Start of Extract to read

Our Maui trip is the last two weeks of March.  The prices through the Costco site are still outrageous.  I went to the Ultimate Rewards portal through Chase and reserved our mid-sized car for the last two weeks of March for $311.84 all in.  It will be months before Costco will come up with a rate that low, and since it's spring break, maybe that will be our best deal.  I already paid for the car and have up to 48 hours before to cancel without penalty (if I read the small print correctly).

Highly recommend checking Chase's Ultimate Rewards for deals, if you have a Chase card.  I noticed my Southwest card doesn't have access to the portal; my miles transfer automatically to Southwest and no transfer necessary.


----------



## Ken555 (Oct 15, 2013)

Saved more ($69.31) today on our December trip to Maui. When I went to cancel the more expensive reservation I was greeted with this wonderful info that is likely due to the State of HI or County of Maui again appreciating their tourists. I just feel the luv. 

Two week full-size rental is now $507. I expect the final price will be lower.



> The total price of your rental car reservation has increased due to an increase in the taxes and/or fees.


----------



## Ken555 (Nov 11, 2013)

Now just $205.94 + $150.57 taxes/fees, total $356.51, for a full-size in December.



Ken555 said:


> Saved more ($69.31) today on our December trip to Maui. When I went to cancel the more expensive reservation I was greeted with this wonderful info that is likely due to the State of HI or County of Maui again appreciating their tourists. I just feel the luv.
> 
> Two week full-size rental is now $507. I expect the final price will be lower.


----------



## Ken555 (Dec 4, 2013)

And now down to $336.31 for two weeks in a full-size. 



Ken555 said:


> Now just $205.94 + $150.57 taxes/fees, total $356.51, for a full-size in December.


----------



## slip (Dec 4, 2013)

We're on Maui now and I ended up with $305 for two weeks for an intermediate but they
We're out so we got the full size for the same price.  YMMV


----------



## scrapngen (Dec 4, 2013)

Just checked my Kauai trip and it went down $70. Plus, now there's a $20 rebate Costco gift card, too, that will be sent to my house after the trip...

End of Extract to read
Start of Records

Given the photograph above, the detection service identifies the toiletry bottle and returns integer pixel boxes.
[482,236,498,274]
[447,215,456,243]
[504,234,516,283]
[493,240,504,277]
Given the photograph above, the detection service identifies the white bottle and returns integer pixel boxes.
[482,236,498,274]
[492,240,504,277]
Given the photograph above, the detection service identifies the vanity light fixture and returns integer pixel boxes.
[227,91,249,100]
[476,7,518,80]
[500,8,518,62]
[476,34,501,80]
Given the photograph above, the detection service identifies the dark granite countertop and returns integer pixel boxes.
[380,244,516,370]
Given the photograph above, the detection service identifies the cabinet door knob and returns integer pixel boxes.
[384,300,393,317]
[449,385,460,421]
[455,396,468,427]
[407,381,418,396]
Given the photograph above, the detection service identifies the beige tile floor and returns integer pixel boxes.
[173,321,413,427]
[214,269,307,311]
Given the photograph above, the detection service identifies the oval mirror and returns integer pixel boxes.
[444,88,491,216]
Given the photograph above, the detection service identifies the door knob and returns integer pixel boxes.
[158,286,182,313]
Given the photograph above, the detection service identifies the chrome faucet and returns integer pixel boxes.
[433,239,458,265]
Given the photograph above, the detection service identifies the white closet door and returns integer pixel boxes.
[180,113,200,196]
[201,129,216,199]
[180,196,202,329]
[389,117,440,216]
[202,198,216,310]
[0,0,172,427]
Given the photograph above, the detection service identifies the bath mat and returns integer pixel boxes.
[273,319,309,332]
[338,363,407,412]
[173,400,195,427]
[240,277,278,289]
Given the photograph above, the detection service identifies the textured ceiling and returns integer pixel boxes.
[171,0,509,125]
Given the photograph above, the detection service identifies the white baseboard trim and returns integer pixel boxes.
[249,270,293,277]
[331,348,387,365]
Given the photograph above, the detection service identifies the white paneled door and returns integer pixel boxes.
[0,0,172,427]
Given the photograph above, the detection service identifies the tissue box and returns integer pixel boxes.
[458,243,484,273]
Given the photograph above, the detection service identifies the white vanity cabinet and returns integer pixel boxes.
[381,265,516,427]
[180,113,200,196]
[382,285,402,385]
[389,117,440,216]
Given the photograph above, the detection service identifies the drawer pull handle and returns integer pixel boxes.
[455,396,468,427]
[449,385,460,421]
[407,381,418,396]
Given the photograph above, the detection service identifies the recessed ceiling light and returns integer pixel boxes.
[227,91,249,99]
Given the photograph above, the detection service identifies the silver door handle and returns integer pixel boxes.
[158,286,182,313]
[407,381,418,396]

End of Records

→ **List of tasks**
**a)** Reproduce the passage of the forum thread from "## slip (Dec" to "scrapngen (Dec 4, 2013)".
**b)** Answer these questions using the forum thread, one answer per line with matching marks:
(i) What price did the first poster pay for a mid-sized car for the last two weeks of March?
(ii) How much did Ken555 save on the December trip in the post dated Oct 15, 2013?
(iii) By how much did the Kauai trip price drop in scrapngen's post?

→ **Full answers**
**a)**
## slip (Dec 4, 2013)

We're on Maui now and I ended up with $305 for two weeks for an intermediate but they
We're out so we got the full size for the same price.  YMMV


----------



## scrapngen (Dec 4, 2013)

**b)**
(i) $311.84 all in
(ii) $69.31
(iii) $70